Instruções:
A. Segundo a entrevista com Adilson Citelli, em que dia e horário o livro será lançado na Bienal?
B. Liste todos os pesquisadores que, segundo a entrevista com Adilson Citelli, contribuíram para o livro.
C. Prossiga com a entrevista com Adilson Citelli depois da última pergunta apresentada.

Trecho selecionado:
Entrevista com Adilson Citelli analisa imagem do professor na mídia
Organizado pelo professor Adilson Citelli, do Departamento de Comunicações e Artes (CCA), o livro Educomunicação: imagens do professor na mídia, traz contribuições de oito pesquisadores, entre mestrandos e doutorandos do Programa de Pós-Graduação em Ciências da Comunicação (PPGCOM): Ana Luisa Zaniboni Gomes, Helena Corazza, Maria do Carmo Souza de Almeida, Michel Carvalho da Silva, Elisangela Rodrigues da Costa, Sandra Pereira Falcão, Rogério Pelizzari de Andrade e Eliana Nagamini. O livro será lançado na 22ª Bienal Internacional do Livro de São Paulo, no dia 11 de agosto, às 16h. Mais informações aqui.
Citelli concedeu entrevista exclusiva para o LAC. Leia abaixo:
LAC: O tema discutido no livro é pioneiro na área?
Diria que no Brasil é um tema bastante pioneiro. Eu, pelo menos, nunca vi nada do gênero mesmo tendo efetuado bastantes pesquisas. Não conheço livros que tenham tratado de forma tão sistemática a construção da imagem pública do professor. O livro é uma pequena colaboração para a área, há muita coisa a ser desenvolvida. Ao terminar o livro notamos que ainda temos algumas coisas a serem tratadas de uma maneira mais sistemática, digamos assim. Mas, enfim, creio que o material tem um caráter pioneiro sim.
LAC: Esse livro faz parte de uma coleção?
Esse é o terceiro volume da coleção Educomunicação. Tem um quarto volume em processo de produção e estamos também trabalhando em um quinto. Eu fiz o primeiro volume com a professora Cristina Costa. O segundo é do professor Ismar de Oliveira e o quarto é uma coletânea de autores internacionais que o professor Ismar está organizando.
LAC: Qual é principal objetivo do livro?

Trechos dos registros:
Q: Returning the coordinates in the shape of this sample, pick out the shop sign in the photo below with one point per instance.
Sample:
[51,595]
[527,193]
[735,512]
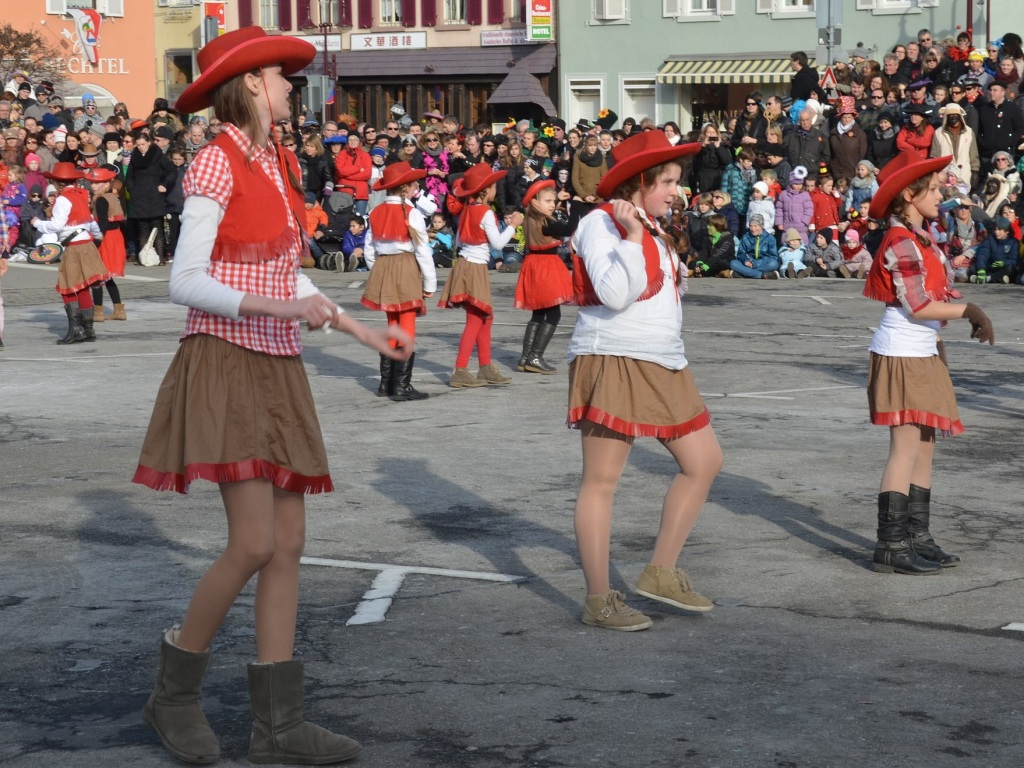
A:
[504,37]
[388,41]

Respostas dos exercícios:
A. No dia 11 de agosto, às 16h.

B. Ana Luisa Zaniboni Gomes, Helena Corazza, Maria do Carmo Souza de Almeida, Michel Carvalho da Silva, Elisangela Rodrigues da Costa, Sandra Pereira Falcão, Rogério Pelizzari de Andrade e Eliana Nagamini.

C.
O objetivo do livro é divulgar os estudos que inter-relacionam comunicação e educação. Há 20 anos temos no CCA a revista Comunicação e Educação. A revista tem cumprido um papel significativo. A professora Cristina e eu somos os editores da revista, que a editora Paulinas vem publicando já há alguns anos. Mas queríamos com esse livro densificar esse debate, dar um peso maior aos trabalhos que são feitos aqui na ECA, dentro ou fora do Departamento. O Departamento tem representado um papel muito importante na área de Educomunicação, há vários pesquisadores que estão se dedicando a isso há muitos anos. O livro tem o sentido de colocar em movimento esse material dessa área bastante forte e emergente, que tem como canal a revista e, agora, essa série de livros.
LAC: Quanto tempo levou para finalizar o projeto?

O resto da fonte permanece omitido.